- SOURCE PASSAGE
>>>>
CarVup is a platform game published by Core Design in 1990. The game, which is based on City Connection, was available for the Amiga and Atari ST.

Gameplay
The gameplay involves controlling a cartoon-like car called Arnie, jumping from platform to platform and avoiding enemies. If the level's time limit was reached, a demon-like creature called Turbo was released which homed in on the player within 15 seconds, costing them a life.

The objective of the game was to drive over every platform in the level, which changed the platforms in some way. For example, in the construction zone the platforms are girders with holes for rivets. A rivet would appear in the hole once it was driven over. With this task completed, Arnie would be picked up by a helicopter and taken to the next level. At the end of three levels, Arnie would rescue an animal friend and continue on to the next themed level.

Themed levels include: construction site, Halloween, garden and other various themes.
<<<<
- ENTRIES SUPPLIED
>>>>
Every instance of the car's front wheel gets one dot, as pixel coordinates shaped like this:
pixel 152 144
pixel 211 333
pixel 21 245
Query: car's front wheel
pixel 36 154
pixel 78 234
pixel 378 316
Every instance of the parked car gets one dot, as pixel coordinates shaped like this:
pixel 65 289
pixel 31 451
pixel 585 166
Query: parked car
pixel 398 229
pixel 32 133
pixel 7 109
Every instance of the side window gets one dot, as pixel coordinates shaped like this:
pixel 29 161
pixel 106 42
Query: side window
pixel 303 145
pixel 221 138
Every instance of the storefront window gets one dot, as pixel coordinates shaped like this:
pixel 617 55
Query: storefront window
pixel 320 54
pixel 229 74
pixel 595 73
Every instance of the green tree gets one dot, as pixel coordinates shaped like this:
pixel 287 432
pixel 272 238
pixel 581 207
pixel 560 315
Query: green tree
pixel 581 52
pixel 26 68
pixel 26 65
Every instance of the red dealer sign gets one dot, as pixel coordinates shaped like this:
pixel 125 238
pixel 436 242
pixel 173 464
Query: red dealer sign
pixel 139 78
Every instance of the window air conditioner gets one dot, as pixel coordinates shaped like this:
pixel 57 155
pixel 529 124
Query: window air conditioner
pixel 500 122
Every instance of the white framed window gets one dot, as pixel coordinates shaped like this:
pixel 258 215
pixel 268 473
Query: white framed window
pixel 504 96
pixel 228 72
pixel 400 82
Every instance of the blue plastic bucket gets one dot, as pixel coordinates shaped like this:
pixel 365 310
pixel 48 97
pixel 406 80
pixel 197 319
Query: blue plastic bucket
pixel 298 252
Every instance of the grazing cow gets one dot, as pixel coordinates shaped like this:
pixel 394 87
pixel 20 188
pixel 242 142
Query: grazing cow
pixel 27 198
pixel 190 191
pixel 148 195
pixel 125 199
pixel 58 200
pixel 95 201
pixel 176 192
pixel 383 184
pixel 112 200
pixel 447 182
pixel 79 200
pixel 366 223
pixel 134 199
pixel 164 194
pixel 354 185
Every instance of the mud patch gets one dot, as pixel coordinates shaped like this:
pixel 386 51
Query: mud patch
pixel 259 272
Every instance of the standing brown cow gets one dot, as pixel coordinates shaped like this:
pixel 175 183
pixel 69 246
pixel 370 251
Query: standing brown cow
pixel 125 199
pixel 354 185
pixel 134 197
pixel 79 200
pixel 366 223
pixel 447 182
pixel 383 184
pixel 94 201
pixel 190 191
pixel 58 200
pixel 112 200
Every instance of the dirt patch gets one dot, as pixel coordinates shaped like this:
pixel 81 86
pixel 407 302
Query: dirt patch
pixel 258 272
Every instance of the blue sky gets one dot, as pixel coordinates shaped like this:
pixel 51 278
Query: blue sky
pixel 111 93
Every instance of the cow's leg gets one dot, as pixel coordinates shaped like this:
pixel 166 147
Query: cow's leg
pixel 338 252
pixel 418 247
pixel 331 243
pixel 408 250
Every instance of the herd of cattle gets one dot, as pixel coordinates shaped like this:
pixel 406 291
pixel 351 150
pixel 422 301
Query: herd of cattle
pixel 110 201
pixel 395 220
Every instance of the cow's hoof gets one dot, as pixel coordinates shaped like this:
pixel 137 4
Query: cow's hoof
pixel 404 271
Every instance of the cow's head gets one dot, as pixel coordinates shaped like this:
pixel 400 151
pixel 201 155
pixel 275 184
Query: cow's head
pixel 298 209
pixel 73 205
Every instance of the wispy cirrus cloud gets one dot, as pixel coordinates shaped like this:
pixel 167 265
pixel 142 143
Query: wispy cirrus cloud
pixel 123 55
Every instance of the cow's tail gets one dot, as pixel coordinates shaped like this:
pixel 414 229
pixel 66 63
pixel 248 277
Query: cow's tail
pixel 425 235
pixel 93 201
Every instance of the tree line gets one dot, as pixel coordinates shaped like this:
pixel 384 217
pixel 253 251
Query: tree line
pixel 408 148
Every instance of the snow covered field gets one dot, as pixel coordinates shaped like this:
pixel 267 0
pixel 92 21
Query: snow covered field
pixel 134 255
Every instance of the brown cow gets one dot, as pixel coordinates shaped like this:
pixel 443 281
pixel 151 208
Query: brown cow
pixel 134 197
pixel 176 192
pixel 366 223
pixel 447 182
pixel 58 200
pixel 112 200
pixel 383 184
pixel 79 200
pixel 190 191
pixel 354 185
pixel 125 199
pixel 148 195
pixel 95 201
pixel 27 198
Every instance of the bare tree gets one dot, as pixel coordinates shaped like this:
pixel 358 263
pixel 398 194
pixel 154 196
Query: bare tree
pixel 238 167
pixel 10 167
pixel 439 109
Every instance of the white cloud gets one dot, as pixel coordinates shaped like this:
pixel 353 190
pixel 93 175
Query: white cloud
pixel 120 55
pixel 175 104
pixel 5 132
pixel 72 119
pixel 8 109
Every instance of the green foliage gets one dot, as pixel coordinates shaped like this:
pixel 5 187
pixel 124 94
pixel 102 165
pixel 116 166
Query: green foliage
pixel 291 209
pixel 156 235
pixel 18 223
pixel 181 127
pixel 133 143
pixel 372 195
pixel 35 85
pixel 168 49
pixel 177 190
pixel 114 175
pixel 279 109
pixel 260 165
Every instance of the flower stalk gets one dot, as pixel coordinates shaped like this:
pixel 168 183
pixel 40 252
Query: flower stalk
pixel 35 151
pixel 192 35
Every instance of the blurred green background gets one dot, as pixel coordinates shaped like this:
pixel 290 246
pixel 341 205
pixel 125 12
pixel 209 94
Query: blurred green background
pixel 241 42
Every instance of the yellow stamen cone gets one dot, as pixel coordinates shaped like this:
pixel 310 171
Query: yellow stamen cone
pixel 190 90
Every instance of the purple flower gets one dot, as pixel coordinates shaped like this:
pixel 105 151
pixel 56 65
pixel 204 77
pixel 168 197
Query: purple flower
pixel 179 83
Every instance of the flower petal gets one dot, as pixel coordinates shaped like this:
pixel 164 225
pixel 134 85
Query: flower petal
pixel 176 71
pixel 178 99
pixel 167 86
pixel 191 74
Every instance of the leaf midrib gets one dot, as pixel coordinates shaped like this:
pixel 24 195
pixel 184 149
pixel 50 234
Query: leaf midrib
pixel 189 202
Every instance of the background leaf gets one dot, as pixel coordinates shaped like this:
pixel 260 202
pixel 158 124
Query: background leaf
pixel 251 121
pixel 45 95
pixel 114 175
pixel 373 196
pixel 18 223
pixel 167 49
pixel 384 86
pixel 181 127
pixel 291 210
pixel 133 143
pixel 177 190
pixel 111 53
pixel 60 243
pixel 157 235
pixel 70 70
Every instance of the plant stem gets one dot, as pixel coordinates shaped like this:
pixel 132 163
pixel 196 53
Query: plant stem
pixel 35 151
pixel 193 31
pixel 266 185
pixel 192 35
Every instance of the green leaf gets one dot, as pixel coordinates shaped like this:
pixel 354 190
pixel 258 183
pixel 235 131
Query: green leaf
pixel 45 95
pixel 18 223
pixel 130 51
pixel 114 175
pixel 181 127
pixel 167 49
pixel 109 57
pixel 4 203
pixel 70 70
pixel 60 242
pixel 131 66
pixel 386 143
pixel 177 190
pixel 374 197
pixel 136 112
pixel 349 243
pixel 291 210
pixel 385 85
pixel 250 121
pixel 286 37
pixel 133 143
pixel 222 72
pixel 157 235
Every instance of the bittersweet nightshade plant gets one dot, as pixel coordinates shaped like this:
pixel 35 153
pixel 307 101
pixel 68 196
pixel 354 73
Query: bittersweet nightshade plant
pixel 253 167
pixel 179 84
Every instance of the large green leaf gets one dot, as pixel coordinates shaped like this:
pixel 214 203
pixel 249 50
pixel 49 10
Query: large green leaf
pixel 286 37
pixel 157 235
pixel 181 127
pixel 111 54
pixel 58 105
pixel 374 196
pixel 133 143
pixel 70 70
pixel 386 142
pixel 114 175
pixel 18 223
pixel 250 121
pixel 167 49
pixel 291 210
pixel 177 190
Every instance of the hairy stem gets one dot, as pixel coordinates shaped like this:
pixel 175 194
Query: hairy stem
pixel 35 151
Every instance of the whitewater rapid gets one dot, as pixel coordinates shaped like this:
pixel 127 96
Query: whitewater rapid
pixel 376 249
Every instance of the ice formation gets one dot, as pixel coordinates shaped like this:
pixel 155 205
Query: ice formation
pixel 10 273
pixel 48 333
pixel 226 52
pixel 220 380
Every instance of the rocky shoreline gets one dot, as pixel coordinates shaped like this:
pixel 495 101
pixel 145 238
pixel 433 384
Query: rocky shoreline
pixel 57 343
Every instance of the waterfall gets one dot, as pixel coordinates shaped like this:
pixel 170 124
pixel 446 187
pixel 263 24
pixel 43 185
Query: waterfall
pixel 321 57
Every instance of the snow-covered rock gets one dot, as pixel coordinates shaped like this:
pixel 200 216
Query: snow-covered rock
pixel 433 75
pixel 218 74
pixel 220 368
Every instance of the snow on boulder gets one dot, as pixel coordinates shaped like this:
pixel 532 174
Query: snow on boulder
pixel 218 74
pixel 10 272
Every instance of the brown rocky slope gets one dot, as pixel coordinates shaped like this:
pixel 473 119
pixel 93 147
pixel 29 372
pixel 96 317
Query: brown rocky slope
<<<<
- AIM A
According to the CarVup article, which game was CarVup based on?
- AIM B
Continue the CarVup article from where it stops.

- TASK RESPONSE A
City Connection.

- TASK RESPONSE B
Development
Both the Amiga and Atari ST versions of CarVup began development in May 1990, and were released in November. CarVup's protagonist, Arnie, was initially named Carl. The game's plot was conceived before the team decided on a car protagonist; Robert Toon, CarVup's designer & programmer, stated that the team decided on an automotive aesthetic because "people can associate with cars and, because it has no brakes, it's easy to explain why it doesn't stop moving". CarVup was inspired by the similarly colorful & cartoony platformers Rainbow Islands and Rod Land; Terry Lloyd, CarVup's graphic artist, expressed that he wanted to have cartoon visuals without making them 'too simplistic'. Toon further expressed that CarVup was made to look "like it came from a console or arcade game". Most of CarVup's graphics were created in OCP Art Studio on an Atari ST, and larger works such as the title screen were created in DEGAS Elite. Memory limitations impacted CarVup's graphic design, limiting the number of frames each animation could have; this also impacted Arnie's sprite, and making it 'stand out' despite the sprite's small size was a priority. Arnie was planned to have more facial expressions, but this was scrapped due to memory constraints. Parallax scrolling is unique to the Amiga version of CarVup, and isn't present in the Atari ST version.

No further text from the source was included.